## Data excerpts

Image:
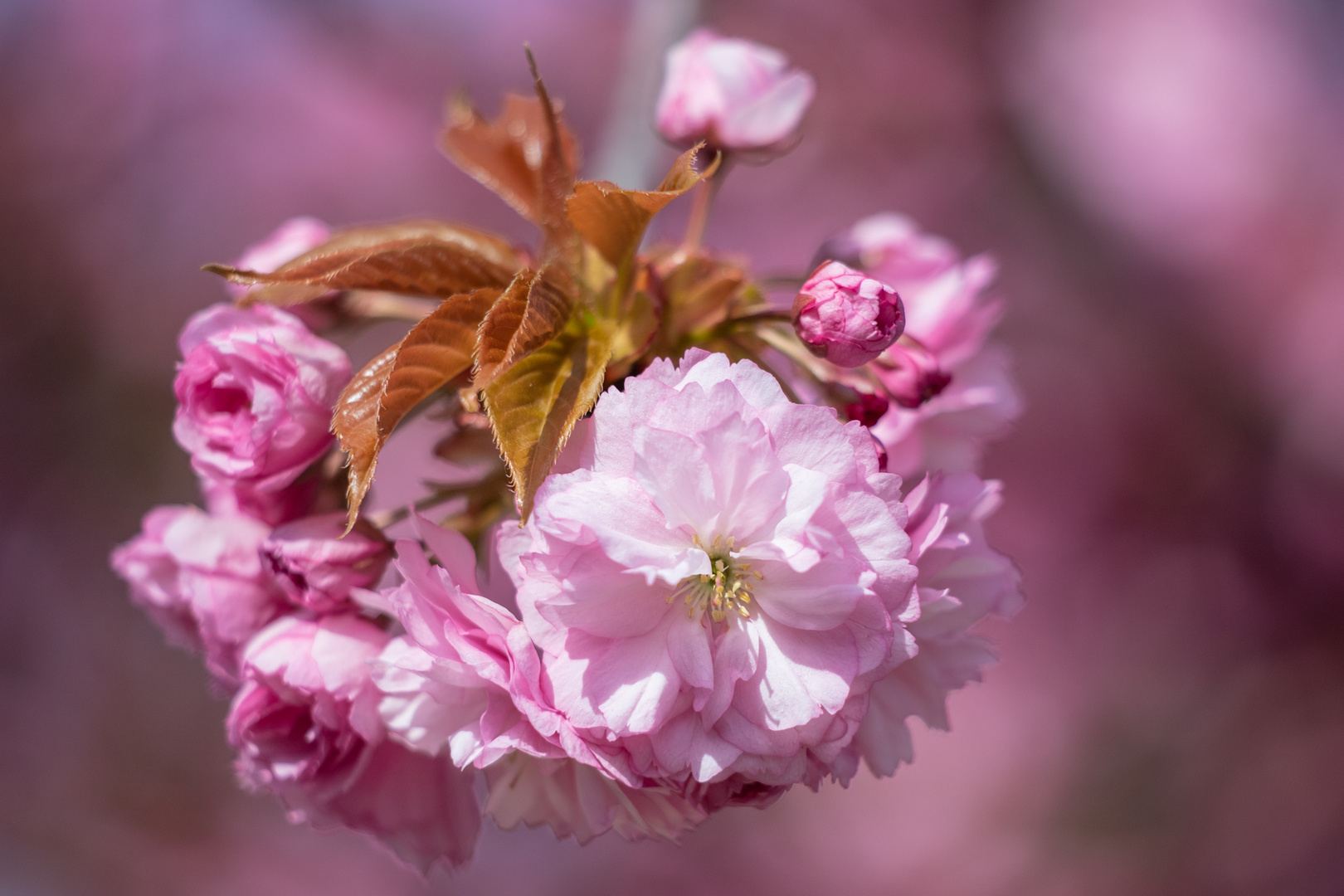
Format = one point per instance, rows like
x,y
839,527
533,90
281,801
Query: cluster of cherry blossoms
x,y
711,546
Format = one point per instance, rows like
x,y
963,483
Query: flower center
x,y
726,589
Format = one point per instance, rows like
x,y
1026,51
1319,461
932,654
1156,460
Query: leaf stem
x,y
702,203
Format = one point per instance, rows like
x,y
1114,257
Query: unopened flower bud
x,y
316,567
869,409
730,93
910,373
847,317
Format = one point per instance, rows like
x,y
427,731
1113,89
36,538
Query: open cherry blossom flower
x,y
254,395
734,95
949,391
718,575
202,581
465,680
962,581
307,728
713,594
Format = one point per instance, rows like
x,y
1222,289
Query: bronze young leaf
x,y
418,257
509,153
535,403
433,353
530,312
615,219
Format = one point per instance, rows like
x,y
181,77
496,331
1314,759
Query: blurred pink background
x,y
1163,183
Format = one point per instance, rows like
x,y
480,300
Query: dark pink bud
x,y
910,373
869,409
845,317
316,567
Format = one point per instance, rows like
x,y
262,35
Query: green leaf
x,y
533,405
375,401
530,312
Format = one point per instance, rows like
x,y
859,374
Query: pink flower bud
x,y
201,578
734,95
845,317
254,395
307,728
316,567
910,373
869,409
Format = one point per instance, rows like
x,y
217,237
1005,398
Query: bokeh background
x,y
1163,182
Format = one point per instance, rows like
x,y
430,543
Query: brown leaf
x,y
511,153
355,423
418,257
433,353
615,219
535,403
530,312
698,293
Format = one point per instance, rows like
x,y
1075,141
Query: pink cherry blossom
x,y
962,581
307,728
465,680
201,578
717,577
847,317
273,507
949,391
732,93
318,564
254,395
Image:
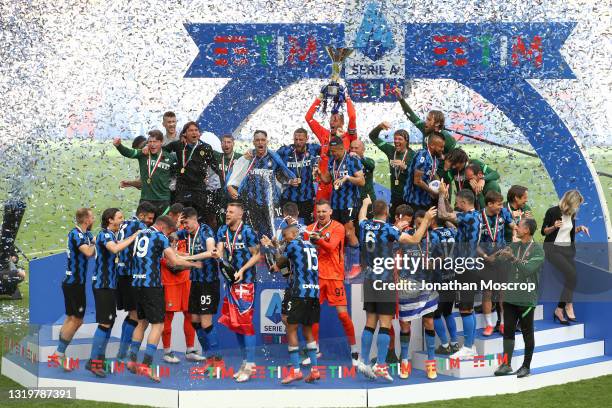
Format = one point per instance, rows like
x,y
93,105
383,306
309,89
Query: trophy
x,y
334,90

## The task
Please copy every entry exactly, without the pictures.

## Task output
Image:
Format = one point per instance, rows like
x,y
839,527
533,90
281,801
Query: cluster of cherry blossoms
x,y
711,546
Format = one point per instance, rows like
x,y
963,483
Query: flower center
x,y
726,589
Format = one point per instance, rows like
x,y
1026,51
1319,461
932,654
1156,460
Query: leaf stem
x,y
702,203
Format = one point per instance, rows like
x,y
1114,257
Query: unopened flower bud
x,y
316,567
869,409
730,93
910,373
847,317
Format = one point per instance, rows like
x,y
427,731
1113,89
36,538
Query: open cherry blossom flower
x,y
254,395
734,95
949,391
718,575
202,581
465,680
962,581
307,728
713,594
Format = one point per instance, rows like
x,y
1222,289
Query: bronze young leaf
x,y
418,257
509,153
535,403
433,353
530,312
615,219
Format = one point per instance, rows like
x,y
181,77
496,331
1314,759
Query: blurred pink background
x,y
1163,183
Format = one point per instance, rows like
x,y
480,300
Query: dark pink bud
x,y
910,373
869,409
845,317
316,567
Format = one point per instance, rows like
x,y
262,35
Query: green leaf
x,y
533,405
375,401
530,312
Format = one point per instance, rows like
x,y
859,374
Query: pink flower bud
x,y
201,578
734,95
845,317
254,395
307,728
316,567
910,373
869,409
Format = one point per instance, rows like
x,y
217,237
1005,398
Query: bokeh background
x,y
1163,182
Format = one point per instance, rows like
x,y
430,543
Query: brown leaf
x,y
511,153
355,423
418,257
433,353
615,219
535,403
530,312
698,293
Format = one point per instance, rows like
x,y
1075,141
Query: pink cherry blossom
x,y
962,581
307,728
465,680
201,578
717,577
847,317
273,507
949,391
732,93
318,564
254,395
Image:
Format = one point per instance, rows like
x,y
93,105
383,306
309,89
Query: trophy
x,y
334,90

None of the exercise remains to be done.